- Task description:
Reproduce the stretch of the Embraer text from "He says that" through "offering the Q400.", substituting "propeller aircraft" for "turboprop" wherever it occurs.

- Text for analysis:
He says that when the Boeing merger was being worked on, Embraer overall was in a weaker position. But sales of executive jets soared during the recovery from the pandemic, as those who could afford to charter or buy private aircraft avoided the airlines. Meanwhile, the C-390 has boosted its orderbook since 2019 with commitments from Austria, Hungary, the Netherlands, and South Korea to add to those from Brazil and Portugal.
However, ECA must continue to rebuild its market fortunes without a turboprop. It was at an Aviation Club luncheon in 2017 that Meijer’s predecessor John Slattery revealed that the manufacturer was speaking to at least 20 influential airlines about a potential turboprop that would offer competition to “decades old” designs from ATR and Bombardier, then still offering the Q400.
By 2022 Embraer was admitting that it was struggling to bring supplier partners on board, notably for an engine. While as late as January last year Meijer was insisting that the turboprop was “not on ice”, and a launch was still being considered, that possibility is now firmly over, with Meijer confirming on 16 September that any new commercial aircraft from Embraer will now have to comprise next-decade propulsion technologies.

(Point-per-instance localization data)
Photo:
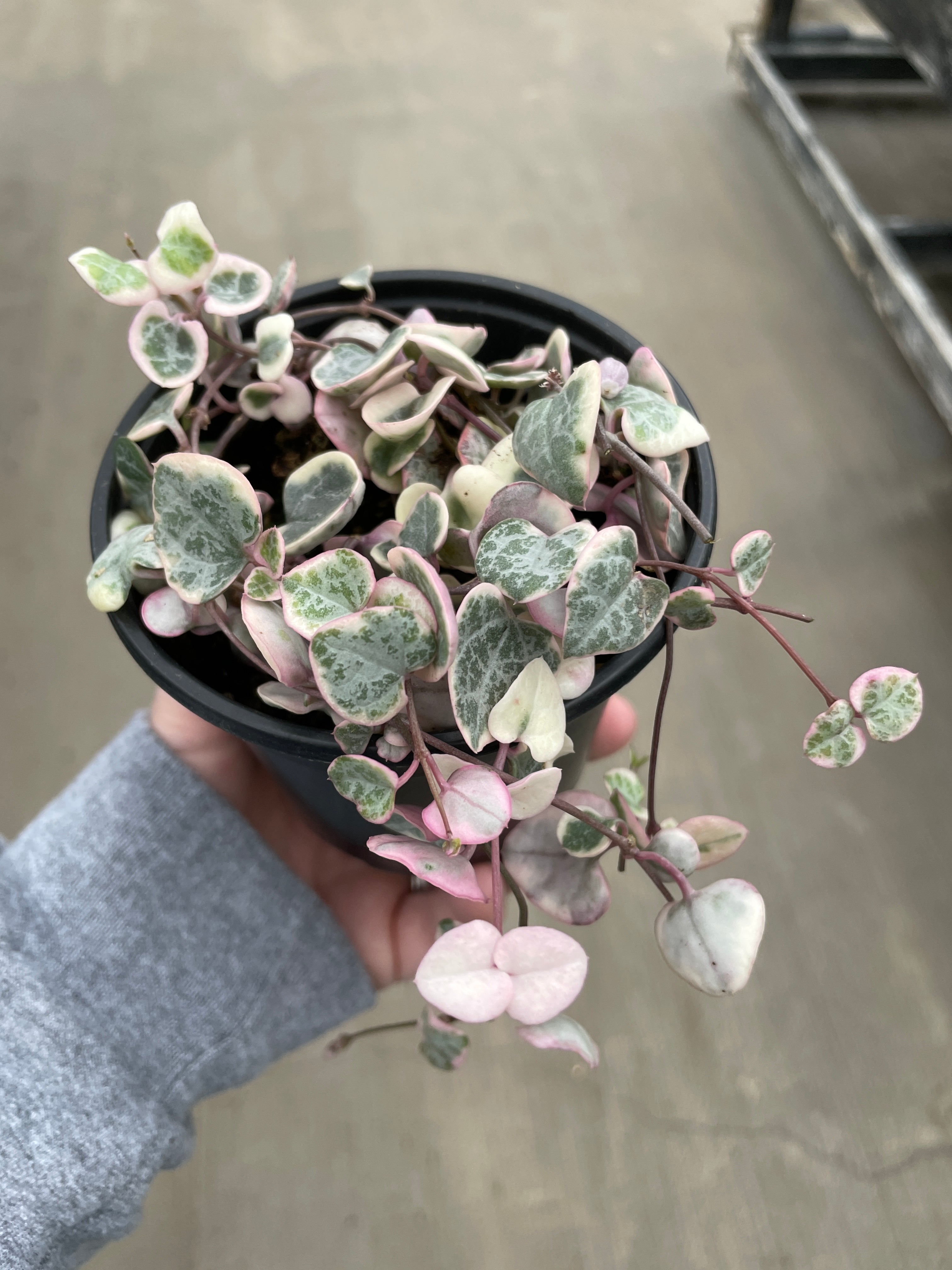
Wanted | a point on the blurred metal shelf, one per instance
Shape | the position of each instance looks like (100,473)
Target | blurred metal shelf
(779,66)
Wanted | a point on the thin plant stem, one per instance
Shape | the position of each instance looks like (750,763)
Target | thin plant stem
(609,441)
(226,630)
(497,886)
(421,751)
(517,892)
(653,826)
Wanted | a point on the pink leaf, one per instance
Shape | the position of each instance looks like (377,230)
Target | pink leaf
(452,874)
(477,803)
(459,977)
(547,970)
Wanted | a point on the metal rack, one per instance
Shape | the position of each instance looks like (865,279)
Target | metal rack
(781,64)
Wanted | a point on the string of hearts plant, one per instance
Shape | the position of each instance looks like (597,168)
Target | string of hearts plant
(536,513)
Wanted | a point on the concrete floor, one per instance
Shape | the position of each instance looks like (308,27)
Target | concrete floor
(598,150)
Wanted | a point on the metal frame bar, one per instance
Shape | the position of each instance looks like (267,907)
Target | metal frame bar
(874,249)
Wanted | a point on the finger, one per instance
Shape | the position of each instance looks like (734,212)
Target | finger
(616,728)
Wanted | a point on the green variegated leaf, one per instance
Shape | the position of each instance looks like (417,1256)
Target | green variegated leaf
(494,648)
(282,286)
(235,286)
(426,528)
(135,475)
(360,662)
(111,577)
(206,516)
(691,608)
(411,567)
(320,497)
(121,283)
(349,369)
(447,358)
(275,347)
(890,701)
(261,585)
(163,412)
(331,586)
(186,253)
(749,559)
(402,411)
(386,456)
(525,563)
(653,426)
(367,784)
(169,351)
(552,440)
(353,738)
(610,606)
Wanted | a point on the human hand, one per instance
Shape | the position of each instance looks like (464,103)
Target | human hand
(390,926)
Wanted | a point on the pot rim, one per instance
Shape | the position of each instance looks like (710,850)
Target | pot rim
(439,289)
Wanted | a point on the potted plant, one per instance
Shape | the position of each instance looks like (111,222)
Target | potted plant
(407,545)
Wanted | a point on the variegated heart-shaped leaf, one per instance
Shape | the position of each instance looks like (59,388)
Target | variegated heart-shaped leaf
(459,977)
(273,346)
(527,564)
(711,939)
(680,848)
(349,369)
(299,701)
(426,528)
(135,475)
(121,283)
(717,838)
(477,803)
(111,577)
(367,784)
(326,588)
(442,1046)
(749,559)
(343,427)
(647,371)
(554,438)
(890,701)
(494,648)
(320,497)
(653,426)
(568,888)
(411,566)
(582,840)
(263,586)
(447,358)
(206,518)
(282,648)
(163,412)
(169,351)
(547,970)
(615,376)
(166,614)
(452,874)
(563,1033)
(531,710)
(611,608)
(282,286)
(186,253)
(386,456)
(535,793)
(361,662)
(402,411)
(833,740)
(691,609)
(235,286)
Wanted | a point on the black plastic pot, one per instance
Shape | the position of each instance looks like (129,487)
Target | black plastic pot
(209,680)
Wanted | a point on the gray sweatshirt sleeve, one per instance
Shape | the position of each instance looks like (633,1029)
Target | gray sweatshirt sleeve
(153,952)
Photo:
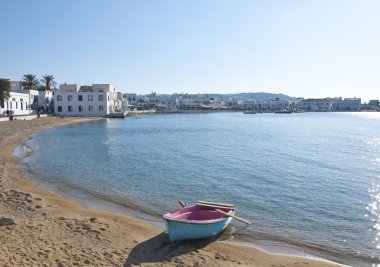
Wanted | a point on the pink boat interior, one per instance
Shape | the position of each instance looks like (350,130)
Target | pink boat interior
(196,213)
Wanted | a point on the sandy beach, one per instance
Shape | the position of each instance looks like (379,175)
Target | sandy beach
(42,228)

- Reply to the task:
He says that when the Boeing merger was being worked on, Embraer overall was in a weaker position. But sales of executive jets soared during the recovery from the pandemic, as those who could afford to charter or buy private aircraft avoided the airlines. Meanwhile, the C-390 has boosted its orderbook since 2019 with commitments from Austria, Hungary, the Netherlands, and South Korea to add to those from Brazil and Portugal.
However, ECA must continue to rebuild its market fortunes without a propeller aircraft. It was at an Aviation Club luncheon in 2017 that Meijer’s predecessor John Slattery revealed that the manufacturer was speaking to at least 20 influential airlines about a potential propeller aircraft that would offer competition to “decades old” designs from ATR and Bombardier, then still offering the Q400.